- Short exercise
Please quote only the lines that start at the one with "indicate the bell-shaped" and go on to the last line of the data, both ends kept.

┏━━

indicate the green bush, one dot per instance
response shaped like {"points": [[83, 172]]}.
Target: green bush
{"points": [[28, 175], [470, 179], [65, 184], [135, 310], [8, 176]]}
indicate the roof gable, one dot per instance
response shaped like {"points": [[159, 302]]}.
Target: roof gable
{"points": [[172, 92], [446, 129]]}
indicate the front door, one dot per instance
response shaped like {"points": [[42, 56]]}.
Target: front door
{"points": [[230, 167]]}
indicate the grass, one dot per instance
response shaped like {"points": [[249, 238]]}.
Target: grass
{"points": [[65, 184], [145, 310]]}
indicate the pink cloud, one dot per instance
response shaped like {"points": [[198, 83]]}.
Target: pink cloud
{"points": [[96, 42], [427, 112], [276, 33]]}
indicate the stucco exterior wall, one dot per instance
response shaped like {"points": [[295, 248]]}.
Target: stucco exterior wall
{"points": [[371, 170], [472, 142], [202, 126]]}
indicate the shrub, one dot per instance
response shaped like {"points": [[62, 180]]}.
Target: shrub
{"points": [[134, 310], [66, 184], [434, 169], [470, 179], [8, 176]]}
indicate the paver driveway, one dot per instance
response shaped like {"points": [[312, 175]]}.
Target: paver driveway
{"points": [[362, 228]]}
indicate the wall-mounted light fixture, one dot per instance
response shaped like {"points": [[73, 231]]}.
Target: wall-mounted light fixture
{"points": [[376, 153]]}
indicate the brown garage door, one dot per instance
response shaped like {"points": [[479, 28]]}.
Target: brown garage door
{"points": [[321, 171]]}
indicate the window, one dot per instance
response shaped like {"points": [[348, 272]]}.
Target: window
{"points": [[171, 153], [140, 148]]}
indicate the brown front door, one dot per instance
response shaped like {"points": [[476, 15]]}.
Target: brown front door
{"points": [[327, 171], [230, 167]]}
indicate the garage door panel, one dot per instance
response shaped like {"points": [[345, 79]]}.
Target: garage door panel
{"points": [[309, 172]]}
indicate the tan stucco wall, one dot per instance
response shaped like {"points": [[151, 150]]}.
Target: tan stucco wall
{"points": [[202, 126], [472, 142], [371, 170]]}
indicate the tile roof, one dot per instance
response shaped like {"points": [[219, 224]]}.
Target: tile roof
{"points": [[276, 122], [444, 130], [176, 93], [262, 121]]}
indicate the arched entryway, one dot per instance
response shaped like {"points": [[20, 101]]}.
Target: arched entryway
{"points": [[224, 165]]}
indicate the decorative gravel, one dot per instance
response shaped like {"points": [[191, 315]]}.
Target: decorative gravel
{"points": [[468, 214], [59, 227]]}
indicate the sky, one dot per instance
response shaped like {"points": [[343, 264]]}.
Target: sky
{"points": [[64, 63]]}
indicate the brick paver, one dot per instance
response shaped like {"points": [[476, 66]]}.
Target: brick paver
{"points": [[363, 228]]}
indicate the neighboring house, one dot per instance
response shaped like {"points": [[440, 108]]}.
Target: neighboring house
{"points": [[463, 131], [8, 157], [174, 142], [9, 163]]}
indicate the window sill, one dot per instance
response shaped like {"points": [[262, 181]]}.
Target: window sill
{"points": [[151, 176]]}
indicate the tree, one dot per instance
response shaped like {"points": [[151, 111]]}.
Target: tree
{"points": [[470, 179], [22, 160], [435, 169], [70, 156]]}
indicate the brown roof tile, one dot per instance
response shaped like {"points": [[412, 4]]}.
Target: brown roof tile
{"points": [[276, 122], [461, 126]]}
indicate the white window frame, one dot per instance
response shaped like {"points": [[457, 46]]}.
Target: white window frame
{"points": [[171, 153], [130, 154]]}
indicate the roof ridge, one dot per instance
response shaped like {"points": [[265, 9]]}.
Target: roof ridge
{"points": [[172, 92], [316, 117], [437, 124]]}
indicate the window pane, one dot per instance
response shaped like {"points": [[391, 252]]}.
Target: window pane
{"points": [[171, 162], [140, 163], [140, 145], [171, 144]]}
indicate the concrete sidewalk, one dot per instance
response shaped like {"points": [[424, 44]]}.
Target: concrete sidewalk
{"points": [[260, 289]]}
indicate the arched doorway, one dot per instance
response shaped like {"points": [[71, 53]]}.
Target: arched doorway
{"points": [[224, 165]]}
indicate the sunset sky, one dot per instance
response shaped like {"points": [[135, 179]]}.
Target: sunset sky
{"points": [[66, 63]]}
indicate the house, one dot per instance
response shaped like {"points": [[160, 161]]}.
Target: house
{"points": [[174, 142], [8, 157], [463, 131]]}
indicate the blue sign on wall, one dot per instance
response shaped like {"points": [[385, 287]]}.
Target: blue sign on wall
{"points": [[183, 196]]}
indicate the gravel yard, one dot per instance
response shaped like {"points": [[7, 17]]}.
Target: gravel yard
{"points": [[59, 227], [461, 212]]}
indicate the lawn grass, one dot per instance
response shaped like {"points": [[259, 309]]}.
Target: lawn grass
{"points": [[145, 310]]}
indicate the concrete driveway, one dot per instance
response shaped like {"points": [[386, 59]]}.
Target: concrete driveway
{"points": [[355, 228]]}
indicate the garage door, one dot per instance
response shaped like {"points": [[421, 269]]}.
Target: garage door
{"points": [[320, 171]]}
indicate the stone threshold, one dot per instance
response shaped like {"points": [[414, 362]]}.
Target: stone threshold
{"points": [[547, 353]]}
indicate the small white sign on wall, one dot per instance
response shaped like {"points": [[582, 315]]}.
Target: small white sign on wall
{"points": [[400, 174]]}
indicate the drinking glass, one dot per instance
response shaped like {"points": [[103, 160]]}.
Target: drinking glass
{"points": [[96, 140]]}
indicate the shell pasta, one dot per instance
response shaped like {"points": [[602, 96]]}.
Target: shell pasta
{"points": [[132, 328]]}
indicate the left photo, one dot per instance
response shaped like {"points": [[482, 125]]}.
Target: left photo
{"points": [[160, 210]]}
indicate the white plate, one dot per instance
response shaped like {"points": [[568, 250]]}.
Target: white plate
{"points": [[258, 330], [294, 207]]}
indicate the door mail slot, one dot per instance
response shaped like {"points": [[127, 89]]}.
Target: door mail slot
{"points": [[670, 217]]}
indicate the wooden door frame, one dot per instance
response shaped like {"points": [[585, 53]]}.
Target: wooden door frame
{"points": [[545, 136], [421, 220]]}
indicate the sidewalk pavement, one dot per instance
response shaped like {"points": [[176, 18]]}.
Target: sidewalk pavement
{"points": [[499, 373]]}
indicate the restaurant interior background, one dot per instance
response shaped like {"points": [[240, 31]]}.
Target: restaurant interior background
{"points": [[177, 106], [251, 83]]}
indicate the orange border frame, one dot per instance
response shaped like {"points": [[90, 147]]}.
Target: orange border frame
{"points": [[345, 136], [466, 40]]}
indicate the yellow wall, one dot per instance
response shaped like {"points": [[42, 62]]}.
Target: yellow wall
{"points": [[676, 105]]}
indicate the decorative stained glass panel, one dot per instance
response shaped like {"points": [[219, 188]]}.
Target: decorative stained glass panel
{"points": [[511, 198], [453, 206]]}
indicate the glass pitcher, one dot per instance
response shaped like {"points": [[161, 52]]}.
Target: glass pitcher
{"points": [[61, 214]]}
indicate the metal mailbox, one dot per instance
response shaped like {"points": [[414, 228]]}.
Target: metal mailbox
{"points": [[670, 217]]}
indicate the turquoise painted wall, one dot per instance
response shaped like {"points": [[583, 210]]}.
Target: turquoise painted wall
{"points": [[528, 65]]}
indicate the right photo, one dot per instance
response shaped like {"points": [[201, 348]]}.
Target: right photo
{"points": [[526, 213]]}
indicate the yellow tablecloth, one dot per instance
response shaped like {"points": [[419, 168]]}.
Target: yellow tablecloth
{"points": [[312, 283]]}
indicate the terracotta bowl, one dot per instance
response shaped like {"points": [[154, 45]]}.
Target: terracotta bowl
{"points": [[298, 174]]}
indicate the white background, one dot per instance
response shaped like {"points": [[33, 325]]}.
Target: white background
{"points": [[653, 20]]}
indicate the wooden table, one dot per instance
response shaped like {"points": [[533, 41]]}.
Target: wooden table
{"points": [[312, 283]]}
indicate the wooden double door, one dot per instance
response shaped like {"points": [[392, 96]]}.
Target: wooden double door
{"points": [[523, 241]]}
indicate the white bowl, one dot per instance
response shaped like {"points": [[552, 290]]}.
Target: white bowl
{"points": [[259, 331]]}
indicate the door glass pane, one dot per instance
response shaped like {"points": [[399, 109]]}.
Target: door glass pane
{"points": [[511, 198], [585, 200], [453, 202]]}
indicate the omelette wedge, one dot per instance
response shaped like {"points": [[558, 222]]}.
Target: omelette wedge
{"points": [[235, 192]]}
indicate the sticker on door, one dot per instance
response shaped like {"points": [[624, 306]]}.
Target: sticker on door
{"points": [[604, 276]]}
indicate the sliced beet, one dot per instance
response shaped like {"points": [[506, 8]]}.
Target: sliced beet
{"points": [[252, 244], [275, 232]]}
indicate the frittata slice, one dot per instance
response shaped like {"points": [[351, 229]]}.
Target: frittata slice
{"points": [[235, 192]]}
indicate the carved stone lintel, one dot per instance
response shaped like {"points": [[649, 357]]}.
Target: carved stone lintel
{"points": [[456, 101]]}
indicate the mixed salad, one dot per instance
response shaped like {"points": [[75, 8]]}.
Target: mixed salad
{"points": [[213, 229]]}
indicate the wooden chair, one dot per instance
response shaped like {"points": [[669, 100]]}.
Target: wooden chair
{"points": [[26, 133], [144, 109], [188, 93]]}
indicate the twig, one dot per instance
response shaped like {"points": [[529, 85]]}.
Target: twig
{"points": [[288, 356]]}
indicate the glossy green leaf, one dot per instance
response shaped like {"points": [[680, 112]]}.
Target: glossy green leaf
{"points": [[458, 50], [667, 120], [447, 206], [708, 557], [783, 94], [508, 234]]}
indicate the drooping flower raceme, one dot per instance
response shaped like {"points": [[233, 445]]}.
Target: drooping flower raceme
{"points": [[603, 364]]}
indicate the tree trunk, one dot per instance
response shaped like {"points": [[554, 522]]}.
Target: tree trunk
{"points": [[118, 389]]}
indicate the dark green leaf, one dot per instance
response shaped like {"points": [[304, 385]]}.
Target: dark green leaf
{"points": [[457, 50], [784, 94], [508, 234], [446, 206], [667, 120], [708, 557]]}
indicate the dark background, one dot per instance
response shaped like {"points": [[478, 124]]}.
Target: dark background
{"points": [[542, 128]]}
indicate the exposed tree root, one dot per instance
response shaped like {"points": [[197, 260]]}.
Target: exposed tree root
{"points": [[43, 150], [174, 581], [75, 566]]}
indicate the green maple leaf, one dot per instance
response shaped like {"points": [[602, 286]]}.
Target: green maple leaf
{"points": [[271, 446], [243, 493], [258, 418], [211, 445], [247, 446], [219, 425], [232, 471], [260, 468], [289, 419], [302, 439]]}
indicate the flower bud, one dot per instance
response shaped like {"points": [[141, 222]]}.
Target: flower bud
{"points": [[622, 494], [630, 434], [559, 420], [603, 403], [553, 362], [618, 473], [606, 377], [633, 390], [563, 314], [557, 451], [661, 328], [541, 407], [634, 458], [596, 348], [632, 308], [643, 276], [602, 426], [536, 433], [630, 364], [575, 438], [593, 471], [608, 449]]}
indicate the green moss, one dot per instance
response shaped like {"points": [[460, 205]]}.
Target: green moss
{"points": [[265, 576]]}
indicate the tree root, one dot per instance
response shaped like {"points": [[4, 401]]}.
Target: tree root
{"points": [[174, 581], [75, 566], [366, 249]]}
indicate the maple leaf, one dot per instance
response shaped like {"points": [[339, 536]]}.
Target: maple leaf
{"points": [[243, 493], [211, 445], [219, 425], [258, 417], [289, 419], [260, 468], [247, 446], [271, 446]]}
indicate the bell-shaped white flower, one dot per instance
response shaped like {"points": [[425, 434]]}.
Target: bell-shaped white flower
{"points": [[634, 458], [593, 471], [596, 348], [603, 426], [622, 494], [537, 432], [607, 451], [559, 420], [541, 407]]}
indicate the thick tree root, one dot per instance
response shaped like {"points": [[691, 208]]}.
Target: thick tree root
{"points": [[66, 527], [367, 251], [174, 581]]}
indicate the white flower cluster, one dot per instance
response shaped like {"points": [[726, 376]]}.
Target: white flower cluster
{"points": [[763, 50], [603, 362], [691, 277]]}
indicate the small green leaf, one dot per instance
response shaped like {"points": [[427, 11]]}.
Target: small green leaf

┗━━

- Expected answer
indicate the bell-shaped white flower, one dot per instance
response shaped like {"points": [[425, 434]]}.
Target: bell-shaped white flower
{"points": [[634, 458], [593, 471], [596, 348], [603, 426], [622, 494], [537, 432], [607, 451], [559, 420], [541, 407]]}
indicate the thick tree root, one dot per instance
response shaped like {"points": [[691, 208]]}.
Target: thick tree root
{"points": [[66, 527], [367, 251], [174, 581]]}
indicate the white flower cluster, one dot per instance
response shaped like {"points": [[726, 376]]}.
Target: white flower cluster
{"points": [[763, 50], [603, 362], [691, 277]]}
indicate the small green leaf, one dot per instance
response shaped like {"points": [[427, 11]]}.
Target: small green leaf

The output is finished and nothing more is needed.